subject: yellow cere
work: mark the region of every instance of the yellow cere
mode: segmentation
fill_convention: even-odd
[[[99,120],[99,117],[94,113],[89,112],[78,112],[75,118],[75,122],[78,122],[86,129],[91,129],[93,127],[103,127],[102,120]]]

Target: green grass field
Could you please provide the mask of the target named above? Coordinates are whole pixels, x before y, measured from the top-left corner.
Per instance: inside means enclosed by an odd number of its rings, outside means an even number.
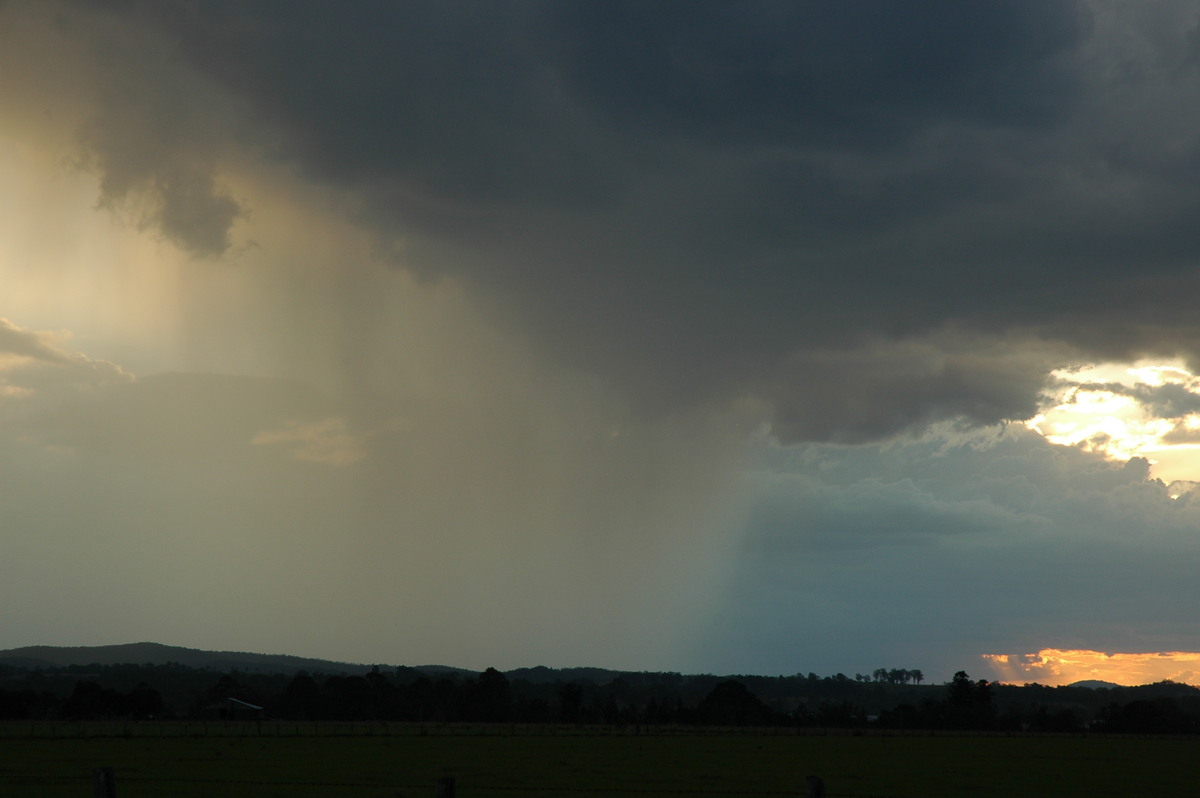
[[[478,726],[421,734],[415,726],[363,724],[353,735],[345,724],[193,723],[187,734],[183,724],[30,731],[29,724],[0,728],[0,795],[86,798],[99,766],[114,769],[120,798],[412,798],[433,796],[442,776],[455,778],[462,798],[804,795],[810,774],[825,779],[829,798],[1129,798],[1200,790],[1197,739]]]

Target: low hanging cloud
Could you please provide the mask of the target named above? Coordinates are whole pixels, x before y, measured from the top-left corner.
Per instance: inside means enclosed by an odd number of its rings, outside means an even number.
[[[1155,418],[1182,419],[1200,412],[1200,393],[1193,390],[1193,387],[1180,383],[1133,386],[1120,383],[1083,383],[1079,385],[1078,390],[1127,396]]]
[[[1028,337],[946,329],[801,351],[768,390],[780,440],[862,443],[946,419],[992,426],[1034,415],[1047,372],[1070,356]]]
[[[46,333],[24,330],[8,319],[0,319],[0,354],[21,360],[65,365],[73,362],[71,355],[55,346]]]
[[[133,380],[115,363],[64,348],[68,340],[61,332],[30,330],[0,318],[0,390],[22,399],[7,412],[40,409],[62,390],[79,394]]]
[[[282,427],[257,433],[250,442],[256,446],[286,446],[300,460],[349,466],[367,456],[362,436],[353,435],[340,418],[315,423],[285,423]]]
[[[231,135],[226,103],[136,28],[93,30],[103,99],[81,138],[84,164],[100,175],[101,206],[193,255],[224,254],[245,213],[216,174]]]
[[[3,99],[18,124],[72,142],[57,155],[96,175],[100,207],[191,255],[225,254],[246,209],[222,185],[236,136],[223,92],[98,5],[3,12],[5,71],[22,76]]]

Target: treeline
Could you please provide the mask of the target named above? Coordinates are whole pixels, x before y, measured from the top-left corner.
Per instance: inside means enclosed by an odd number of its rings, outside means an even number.
[[[516,672],[514,672],[516,673]],[[533,675],[530,671],[521,672]],[[296,721],[795,726],[1200,733],[1200,690],[1023,687],[972,680],[623,673],[604,681],[411,668],[365,675],[249,674],[179,665],[0,671],[0,720],[266,718]],[[918,672],[919,673],[919,672]]]
[[[900,704],[875,722],[894,729],[1200,734],[1200,690],[1169,681],[1098,690],[1016,687],[959,671],[943,700]]]

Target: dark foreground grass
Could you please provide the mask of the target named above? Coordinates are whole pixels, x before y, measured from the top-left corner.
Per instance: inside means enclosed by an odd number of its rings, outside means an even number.
[[[1196,739],[445,731],[19,737],[9,730],[0,735],[0,795],[87,798],[98,766],[114,769],[120,798],[414,798],[433,796],[442,776],[455,778],[461,798],[804,795],[810,774],[825,779],[829,798],[1200,793]]]

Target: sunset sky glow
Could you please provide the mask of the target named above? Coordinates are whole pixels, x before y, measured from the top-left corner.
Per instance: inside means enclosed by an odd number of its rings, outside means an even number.
[[[999,674],[998,681],[1011,684],[1036,682],[1058,686],[1080,681],[1126,686],[1161,681],[1200,684],[1200,653],[1195,652],[1123,654],[1047,648],[1018,656],[986,654],[984,660]]]
[[[0,649],[1193,681],[1197,98],[1185,0],[0,0]]]

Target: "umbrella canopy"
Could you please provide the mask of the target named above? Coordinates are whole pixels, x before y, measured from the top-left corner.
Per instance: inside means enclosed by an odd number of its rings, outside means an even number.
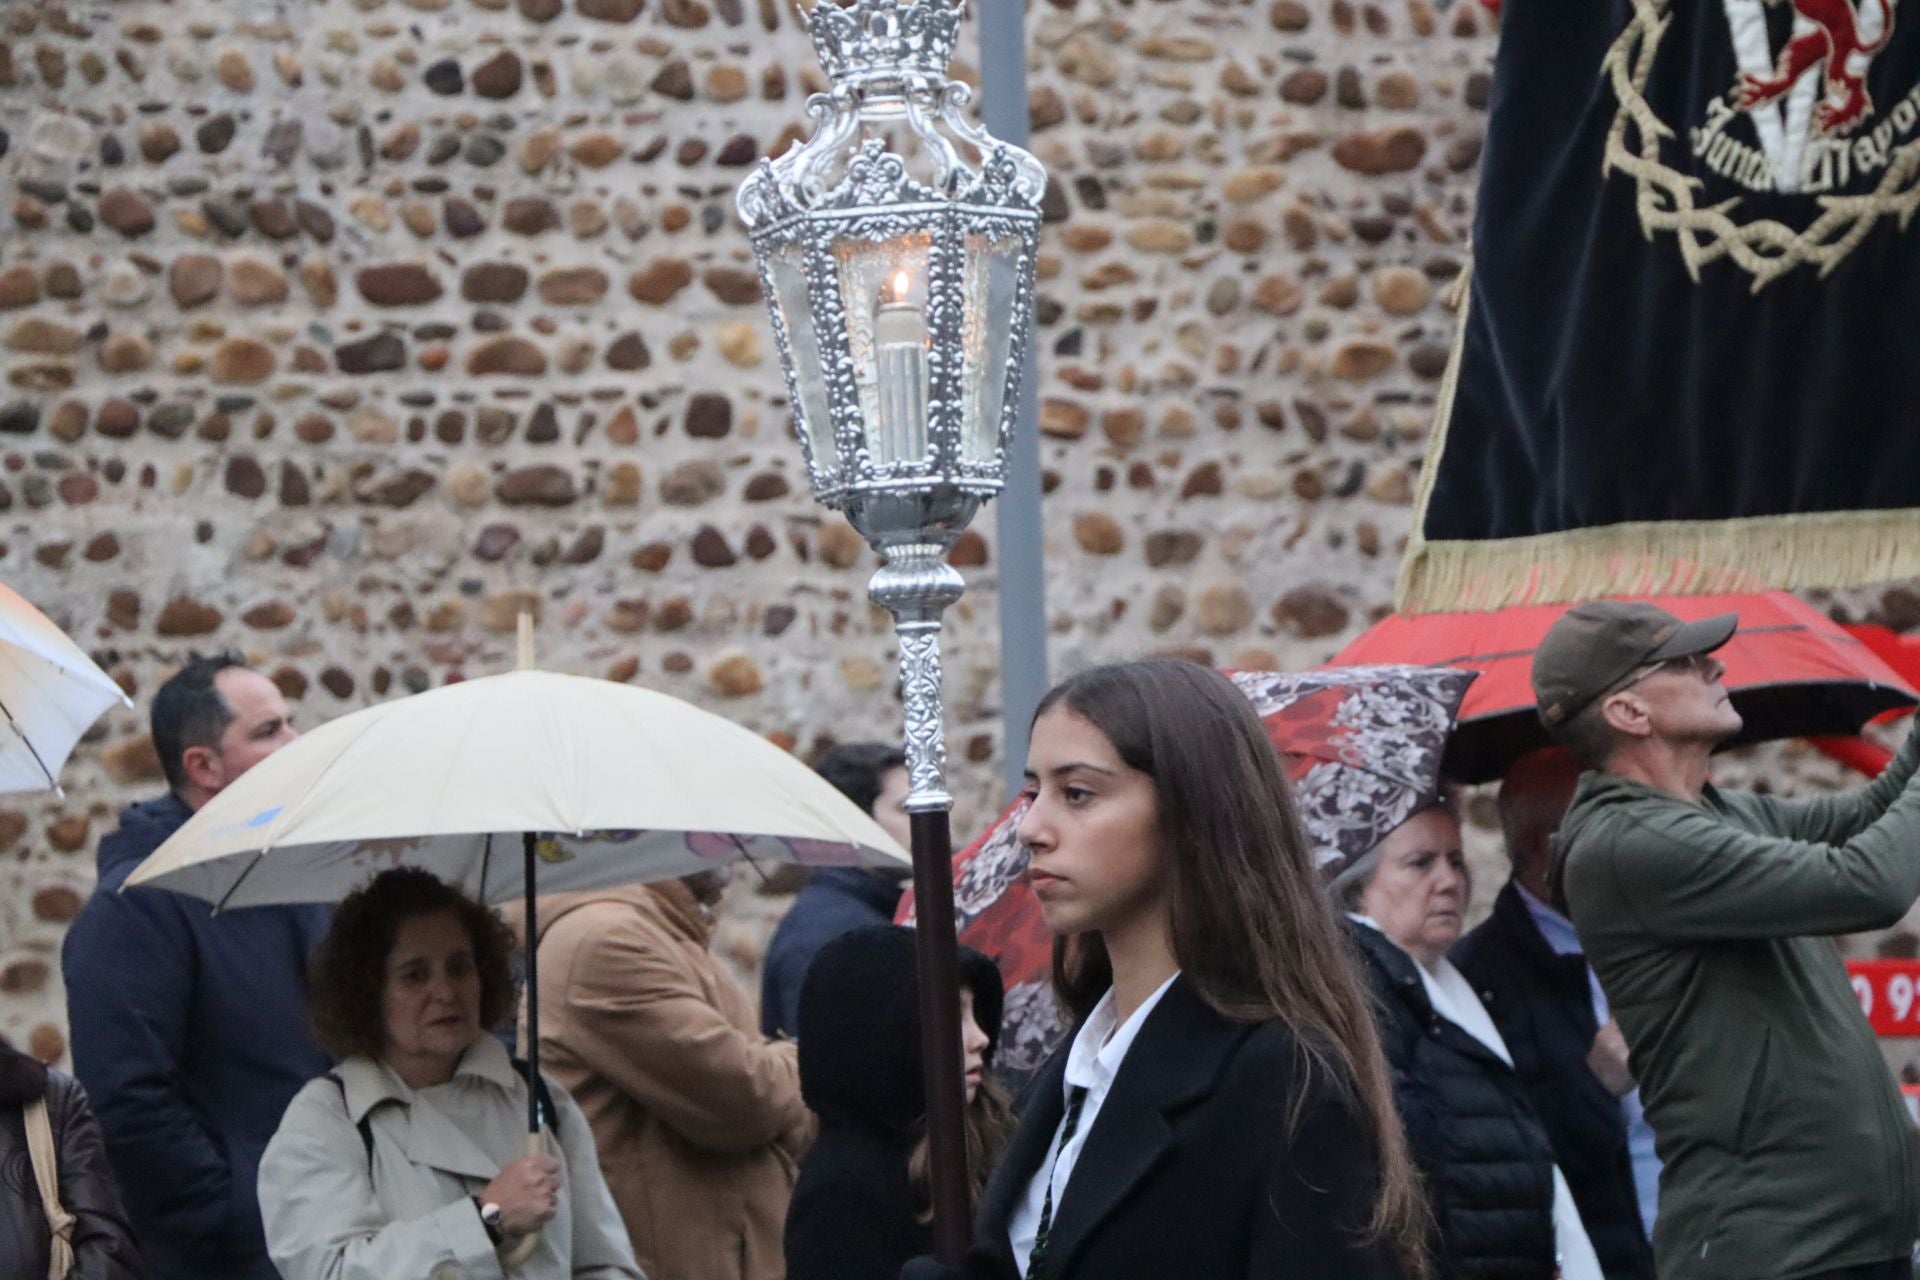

» **Problem to work on**
Each record above is to be restated exactly, with its pictures removed from the copy.

» **Completed task**
subject: yellow cere
work: mark the region of every instance of the yellow cere
mode: segmentation
fill_convention: even-odd
[[[99,120],[99,117],[94,113],[89,112],[78,112],[75,118],[75,122],[78,122],[86,129],[91,129],[93,127],[103,127],[102,120]]]

Target: green grass field
Could you please provide the mask of the target named above? Coordinates are whole pixels, x before y, measured from the top-left corner.
Per instance: inside means enclosed by an odd number of its rings, outside means an even number.
[[[478,726],[421,734],[415,726],[363,724],[353,735],[345,724],[193,723],[187,734],[183,724],[30,731],[29,724],[0,728],[0,795],[86,798],[99,766],[114,769],[120,798],[412,798],[433,796],[442,776],[455,778],[462,798],[804,795],[810,774],[825,779],[829,798],[1129,798],[1200,790],[1197,739]]]

Target: low hanging cloud
Could you please provide the mask of the target named above? Coordinates are whole pixels, x before y, measured from the top-left corner.
Per instance: inside means enclosed by an odd number of its rings, outside means an even number.
[[[1155,418],[1182,419],[1200,412],[1200,393],[1193,390],[1193,387],[1180,383],[1133,386],[1120,383],[1083,383],[1079,385],[1078,390],[1127,396]]]
[[[1028,337],[946,329],[801,351],[768,390],[780,440],[862,443],[946,419],[992,426],[1034,415],[1047,372],[1070,356]]]
[[[46,333],[24,330],[8,319],[0,319],[0,354],[21,360],[65,365],[73,362],[71,355],[55,346]]]
[[[133,380],[115,363],[64,348],[68,340],[61,332],[30,330],[0,318],[0,390],[22,399],[7,412],[40,409],[62,390],[79,394]]]
[[[282,427],[257,433],[250,442],[256,446],[286,446],[300,460],[349,466],[367,456],[362,436],[353,435],[340,418],[315,423],[285,423]]]
[[[231,135],[226,103],[136,28],[93,30],[103,99],[81,138],[84,164],[100,175],[101,206],[193,255],[224,254],[245,213],[216,174]]]
[[[3,99],[18,124],[72,142],[57,155],[96,175],[100,207],[191,255],[225,254],[246,209],[222,185],[236,136],[223,92],[98,5],[3,12],[5,71],[22,76]]]

Target: treeline
Could you please provide the mask of the target named above? Coordinates are whole pixels, x before y, measured from the top-left corner.
Per instance: inside means enclosed by an odd number of its rings, outside means an even number.
[[[516,672],[514,672],[516,673]],[[533,675],[530,671],[521,672]],[[296,721],[795,726],[1200,733],[1200,690],[1023,687],[972,680],[623,673],[604,681],[411,668],[365,675],[249,674],[179,665],[0,671],[0,720],[266,718]],[[918,672],[919,673],[919,672]]]
[[[900,704],[875,722],[894,729],[1200,734],[1200,690],[1169,681],[1098,690],[1016,687],[959,671],[943,700]]]

Target: dark foreground grass
Could you please provide the mask of the target named above? Coordinates are whole pixels, x before y, measured from the top-left corner.
Per instance: inside means enclosed by an odd number of its rings, outside means an even number.
[[[1196,739],[445,731],[19,737],[9,730],[0,735],[0,795],[87,798],[98,766],[114,769],[120,798],[414,798],[433,796],[442,776],[455,778],[461,798],[804,795],[810,774],[825,779],[829,798],[1200,793]]]

Target: sunset sky glow
Could you please provide the mask of the target named above? Coordinates are whole pixels, x before y, measured from the top-left corner.
Per instance: inside means enclosed by an odd number of its rings, outside means an even number.
[[[999,674],[998,681],[1011,684],[1036,682],[1058,686],[1080,681],[1126,686],[1161,681],[1200,684],[1200,653],[1195,652],[1123,654],[1047,648],[1018,656],[986,654],[984,660]]]
[[[0,649],[1193,681],[1197,98],[1185,0],[0,0]]]

Target: "umbrella canopy"
Could you please provide the mask of the target named above? Coordinates are whole pixels, x before y, measured from the top-left corner.
Per instance: inside means enclosed by an odd number of its rings, outside means an even number.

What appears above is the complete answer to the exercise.